**Source excerpt**
---

News, June 2003, Al-Jazeerah.info

Iraqis Protest US Presence, Women Body Searches by male US soldiers
Reuters • Agence France Presse, Arab News

BAGHDAD, 4 June 2003 — Thousands of Iraqi Muslims marched through Baghdad yesterday, threatening violence unless US troops withdraw from the country and venting their anger over body searches of women in the capital. Many Iraqis welcomed the overthrow of President Saddam Hussein by the US-led forces, but nearly eight weeks later, protests against the foreign military presence are growing and many say they want to run their country.

“We advise you to leave our country or you will make enemies out of us,” said Shiite cleric Muaaed Al-Khazraji in a speech through a loudhailer. “Please go home and we will be very grateful because you got rid of Saddam.”

The protesters marched from a large mosque to the headquarters of the US-led administration chanting: “Down, down America! Down, down Saddam! Yes, yes for an Islamic state.”

Some threatened to chop off the hands of any soldier who tried to search an Iraqi woman. Security searches are common at checkpoints in the city. “It is unacceptable in Islam that a man searches the body of a woman. The American troops are doing that to our women,” cleric Ali Baghdadi said.

The crowd carried banners and one read in English: “Saddam and America are two faces of the same coin.” “We call for setting up an Iraqi national government immediately,” said Sttar Nsyyaif, 33.

On Monday, Iraq’s tribal leaders also told the Americans they could face war if they did not leave soon and thousands of sacked Iraqi soldiers had swarmed angrily around the US headquarters in Baghdad.

Yesterday’s demonstrators, both Shiite and Sunni Muslims, also protested about the detention of Jasim Al-Saadi, a Shiite cleric, who was arrested two days ago by US troops and released yesterday. They also criticized US moves to disarm Iraqis as part of efforts to restore law and order after the war. “We need these weapons to defend our country against the Americans and any other occupier,” Nsyyaif said.

Earlier, hundreds of sacked Iraqi civil servants protested about losing their jobs after the US-led civil demonstration dissolved several former government offices.

A mass grave containing the remains of 200 Kurdish children has been discovered in the northern Iraqi province of Kirkuk, the Kurdish newspaper Taakhi reported yesterday.

“Citizens discovered on May 30 a communal grave close to Debs, in Kirkuk. But this is different from other mass graves discovered since the fall of Saddam Hussein’s terrorist regime because it contains the remains of 200 child victims of the repression of the Kurdish uprising” in 1991, the paper said. “Even dolls were buried with the children,” it said. Dozens of mass graves have been uncovered all over Iraq since Saddam’s ouster by invading US-led forces on April 9.

Meanwhile, around 40 people were incarcerated yesterday in a prison just opened in Basra, along with a court under the supervision of the British Army occupying southern Iraq, prison sources said.

“The prisoners, most of whom were involved in robberies or armed attacks, were previously held in Umm Qasr (further south) and were transferred in the morning to Basra prison,” which was opened on Monday, one prison guard told AFP.

The jail, located in the center of Iraq’s main southern city, is the first to be opened since the war that toppled Saddam and can accommodate 300 inmates. It will be run jointly by British Sgt. Tom Mossat and an Iraqi director, Moshtaq Mohammad.

---

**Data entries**
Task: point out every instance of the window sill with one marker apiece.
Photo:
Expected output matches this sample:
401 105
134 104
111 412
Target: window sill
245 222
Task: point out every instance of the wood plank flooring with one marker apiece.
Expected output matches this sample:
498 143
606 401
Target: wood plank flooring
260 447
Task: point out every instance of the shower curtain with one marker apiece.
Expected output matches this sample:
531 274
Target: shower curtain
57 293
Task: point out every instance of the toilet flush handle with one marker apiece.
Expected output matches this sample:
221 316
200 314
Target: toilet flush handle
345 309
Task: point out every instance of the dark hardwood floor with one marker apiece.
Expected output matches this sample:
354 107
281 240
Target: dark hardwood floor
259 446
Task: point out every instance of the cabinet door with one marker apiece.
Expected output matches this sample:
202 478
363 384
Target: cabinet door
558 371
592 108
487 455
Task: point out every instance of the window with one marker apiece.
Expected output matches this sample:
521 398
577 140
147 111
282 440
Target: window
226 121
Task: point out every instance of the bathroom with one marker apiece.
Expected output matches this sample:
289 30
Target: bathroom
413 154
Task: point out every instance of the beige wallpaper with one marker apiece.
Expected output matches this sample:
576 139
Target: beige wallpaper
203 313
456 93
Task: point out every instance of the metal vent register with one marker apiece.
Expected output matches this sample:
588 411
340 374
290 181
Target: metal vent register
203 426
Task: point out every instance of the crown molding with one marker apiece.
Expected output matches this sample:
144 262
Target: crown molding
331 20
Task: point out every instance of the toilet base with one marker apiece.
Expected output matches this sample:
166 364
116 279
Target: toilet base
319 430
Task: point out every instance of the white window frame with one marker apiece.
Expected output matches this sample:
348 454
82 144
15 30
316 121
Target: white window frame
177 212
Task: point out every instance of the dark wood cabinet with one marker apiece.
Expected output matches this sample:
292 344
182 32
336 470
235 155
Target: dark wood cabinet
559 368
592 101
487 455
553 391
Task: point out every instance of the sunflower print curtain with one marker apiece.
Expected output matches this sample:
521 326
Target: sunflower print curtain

---

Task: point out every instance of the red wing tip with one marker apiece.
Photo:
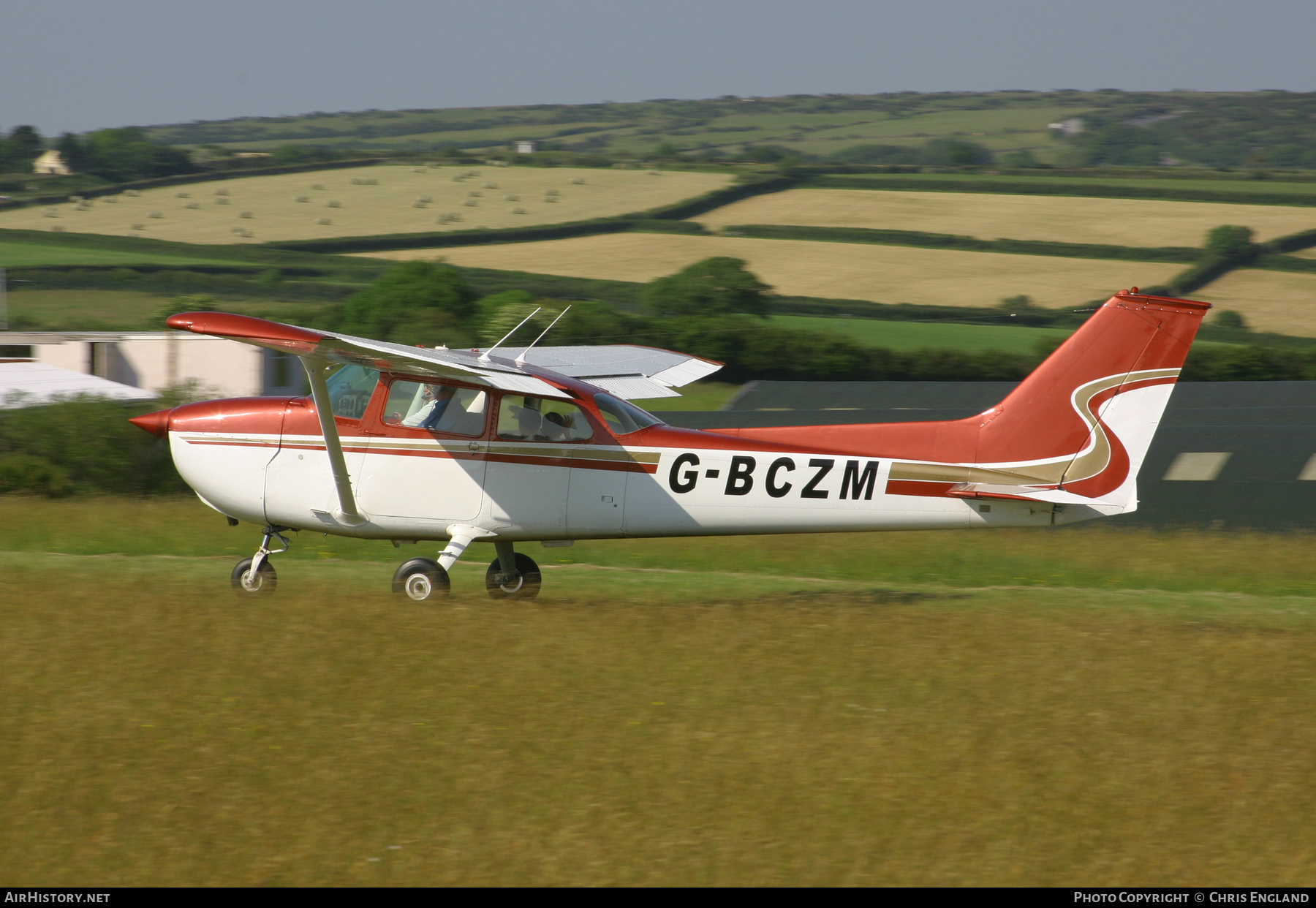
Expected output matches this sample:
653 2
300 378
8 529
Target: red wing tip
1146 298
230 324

---

**Brief A**
Reproduce the news report on the Baghdad protests from "Yesterday’s demonstrators, both" up to and including "former government offices.", swapping "civil servants" for "public employees".
**Brief B**
According to the news report on the Baghdad protests, how many inmates can the newly opened Basra prison accommodate?

**Full solution A**
Yesterday’s demonstrators, both Shiite and Sunni Muslims, also protested about the detention of Jasim Al-Saadi, a Shiite cleric, who was arrested two days ago by US troops and released yesterday. They also criticized US moves to disarm Iraqis as part of efforts to restore law and order after the war. “We need these weapons to defend our country against the Americans and any other occupier,” Nsyyaif said.

Earlier, hundreds of sacked Iraqi public employees protested about losing their jobs after the US-led civil demonstration dissolved several former government offices.

**Full solution B**
300 inmates.